# Exercices:
1 - Reproduisez tout le passage de la rencontre, de « 18 ans, prépare » jusqu'à « sur l’engagement climatique. ».
2 - Dans la rencontre, de combien de communes du Nord Vaudois STRID gère-t-elle la collecte des déchets ?

# Texte:
Rencontre: « Le principal défi n’est pas de trier les déchets, mais d’en limiter la production »

Lila Gonzenbach, 18 ans, impliquée pour le climat, considère le tri des déchets comme une évidence. Jean-Paul Schindelholz, actif depuis des années dans le secteur des déchets, 58 ans, partage un bon nombre de ses points de vue. Rencontre.

Interview: Stéphanie De Rouguin

Lila Gonzenbach und Jean-Paul Schindelholz sitzen auf einer Steinmauer
© Marco Zanoni/Lunax/BAFU
Lila Gonzenbach
© Marco Zanoni/Lunax/BAFU

Lila Gonzenbach

18 ans, prépare sa maturité gymnasiale à Genève. Très active pendant la Grève du Climat il y a trois ans, elle a ensuite passé une année en Allemagne et deux mois en Espagne. Elle s’interroge toujours beaucoup sur l’engagement climatique.

Jean-Paul Schindelholz
© Marco Zanoni/Lunax/BAFU

Jean-Paul Schindelholz

58 ans, ingénieur horticole de formation, travaille dans le domaine des déchets depuis plus de dix-huit ans. Il est le directeur de STRID, qui gère la collecte de déchets des 62 communes du Nord Vaudois (80 000 habitants). Il est aussi le président de COSEDEC, la coopérative romande de sensibilisation à la gestion des déchets et d’Ecomanif SA qui apporte des solutions pour remplacer la vaisselle jetable par de la réutilisable.

# Données extraites:
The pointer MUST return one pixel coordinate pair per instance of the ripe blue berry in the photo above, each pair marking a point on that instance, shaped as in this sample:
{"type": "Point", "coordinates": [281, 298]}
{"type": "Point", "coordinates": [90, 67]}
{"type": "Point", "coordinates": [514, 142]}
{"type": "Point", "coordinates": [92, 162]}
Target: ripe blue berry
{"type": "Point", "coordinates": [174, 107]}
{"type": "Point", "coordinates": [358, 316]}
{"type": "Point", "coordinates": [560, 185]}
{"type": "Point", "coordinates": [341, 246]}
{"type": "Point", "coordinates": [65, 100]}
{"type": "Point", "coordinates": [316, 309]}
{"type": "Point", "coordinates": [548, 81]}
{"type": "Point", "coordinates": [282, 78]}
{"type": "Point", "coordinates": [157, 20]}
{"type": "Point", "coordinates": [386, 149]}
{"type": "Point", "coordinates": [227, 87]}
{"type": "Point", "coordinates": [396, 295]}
* * *
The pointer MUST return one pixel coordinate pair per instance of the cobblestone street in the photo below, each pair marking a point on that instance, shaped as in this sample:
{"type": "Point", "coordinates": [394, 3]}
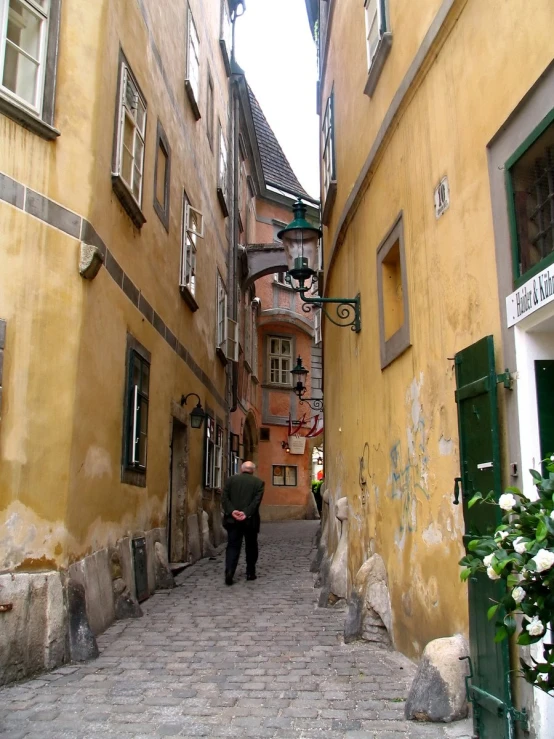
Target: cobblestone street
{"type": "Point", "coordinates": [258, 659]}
---
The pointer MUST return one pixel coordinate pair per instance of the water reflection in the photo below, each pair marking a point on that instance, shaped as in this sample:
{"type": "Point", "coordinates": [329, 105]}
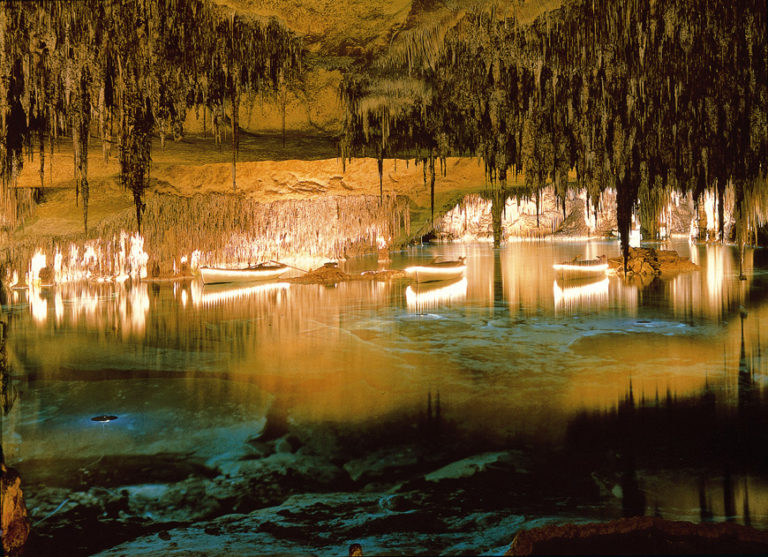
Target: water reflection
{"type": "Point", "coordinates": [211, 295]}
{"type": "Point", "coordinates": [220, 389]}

# Réponses:
1 -
18 ans, prépare sa maturité gymnasiale à Genève. Très active pendant la Grève du Climat il y a trois ans, elle a ensuite passé une année en Allemagne et deux mois en Espagne. Elle s’interroge toujours beaucoup sur l’engagement climatique.

2 - 62 communes.